### Requirement
Can you write out, word for word, the part of the article on the former insurance agent's fraud that begins at the words "The panel concluded" and stops after "during the period."?

### Document passage
((
Former insurance agent found to have defrauded investors out of millions

Investment funding was misused for agent’s personal expenses, securities commission found

Former insurance agent found to have defrauded investors out of millions

Insurance News

By Lyle Adriano

A BC Securities Commission panel has found that a former insurance sales agent had perpetrated fraud on 13 investors by pocketing their money for personal use.

The panel found that Lynne Rae Nickford, aka Lynne Rae Zlotnik, managed to persuade 13 investors to loan or invest almost $2 million in her company, LZ Wealth Management, in 2009 and again in 2010. She told investors that the money would be used for the company’s operations and to help grow the business.

In some cases, Nickford offered investors rates of return between 12% and 16%; one investor was to receive 25%. Nickford issued either promissory notes or “private-investment” documents that promised the returns.

But Nickford spent at least $318,000 of the investment she received on personal expenses, which included personal loan payments, personal expenses and cash withdrawals in Las Vegas and local casinos, as well as payments to local casinos, a panel report noted.

The panel concluded that the investors’ funds were put at risk since the money was not used as intended.

“With the subsequent bankruptcy of the respondent and her business, the investors’ funds were lost,” the panel said in its decision.

The panel’s decision comes five years after the allegations were formally filed by the securities commission, Vancouver Sun reported.

Nickford, in her defense, argued that she was suffering from mental and physical illness during the period between 2008 and 2010. She suggested that had she not been ill, she would have been able to handle her business.

The panel dismissed this argument, saying that the medical evidence did not establish that she was actually suffering from any debilitation during the period.

The panel also noted in its decision that BC Lotteries officials told the commission that Nickford was considered one of the top 1% of slot players at the Edgewater Casino in Vancouver, spending amounts of $5,000 to $10,000 a day.
))
### Records provided
((
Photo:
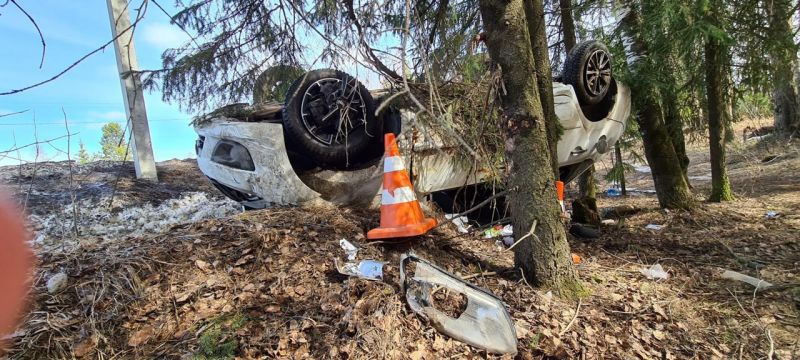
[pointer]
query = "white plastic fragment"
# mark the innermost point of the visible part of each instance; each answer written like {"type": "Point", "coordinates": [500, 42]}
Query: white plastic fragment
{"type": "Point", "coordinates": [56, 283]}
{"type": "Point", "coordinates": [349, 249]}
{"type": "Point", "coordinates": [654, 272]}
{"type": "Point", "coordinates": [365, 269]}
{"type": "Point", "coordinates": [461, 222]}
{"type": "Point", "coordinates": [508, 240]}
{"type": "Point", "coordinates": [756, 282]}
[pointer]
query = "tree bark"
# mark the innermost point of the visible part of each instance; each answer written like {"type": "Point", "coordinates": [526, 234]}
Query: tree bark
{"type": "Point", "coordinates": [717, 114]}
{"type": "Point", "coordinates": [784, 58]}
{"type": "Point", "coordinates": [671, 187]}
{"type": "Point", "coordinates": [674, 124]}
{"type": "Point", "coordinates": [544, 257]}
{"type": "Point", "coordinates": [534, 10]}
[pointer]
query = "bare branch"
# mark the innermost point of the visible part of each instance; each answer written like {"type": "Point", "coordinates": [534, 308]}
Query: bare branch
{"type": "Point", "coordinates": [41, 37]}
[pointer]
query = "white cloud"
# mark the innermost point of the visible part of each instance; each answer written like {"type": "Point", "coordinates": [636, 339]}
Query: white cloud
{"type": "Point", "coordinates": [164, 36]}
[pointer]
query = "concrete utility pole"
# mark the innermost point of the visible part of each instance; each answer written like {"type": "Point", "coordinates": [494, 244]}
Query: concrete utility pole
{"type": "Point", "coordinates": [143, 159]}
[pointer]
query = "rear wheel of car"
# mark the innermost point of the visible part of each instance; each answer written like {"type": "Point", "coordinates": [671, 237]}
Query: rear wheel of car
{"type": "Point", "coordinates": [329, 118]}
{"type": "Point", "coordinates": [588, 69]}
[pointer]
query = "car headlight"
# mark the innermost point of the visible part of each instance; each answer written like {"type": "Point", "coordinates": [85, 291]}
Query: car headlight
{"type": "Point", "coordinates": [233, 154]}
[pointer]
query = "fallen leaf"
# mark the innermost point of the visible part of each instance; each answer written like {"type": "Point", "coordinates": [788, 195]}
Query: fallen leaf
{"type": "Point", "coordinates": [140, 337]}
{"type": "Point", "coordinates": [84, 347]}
))
### Result
The panel concluded that the investors’ funds were put at risk since the money was not used as intended.

“With the subsequent bankruptcy of the respondent and her business, the investors’ funds were lost,” the panel said in its decision.

The panel’s decision comes five years after the allegations were formally filed by the securities commission, Vancouver Sun reported.

Nickford, in her defense, argued that she was suffering from mental and physical illness during the period between 2008 and 2010. She suggested that had she not been ill, she would have been able to handle her business.

The panel dismissed this argument, saying that the medical evidence did not establish that she was actually suffering from any debilitation during the period.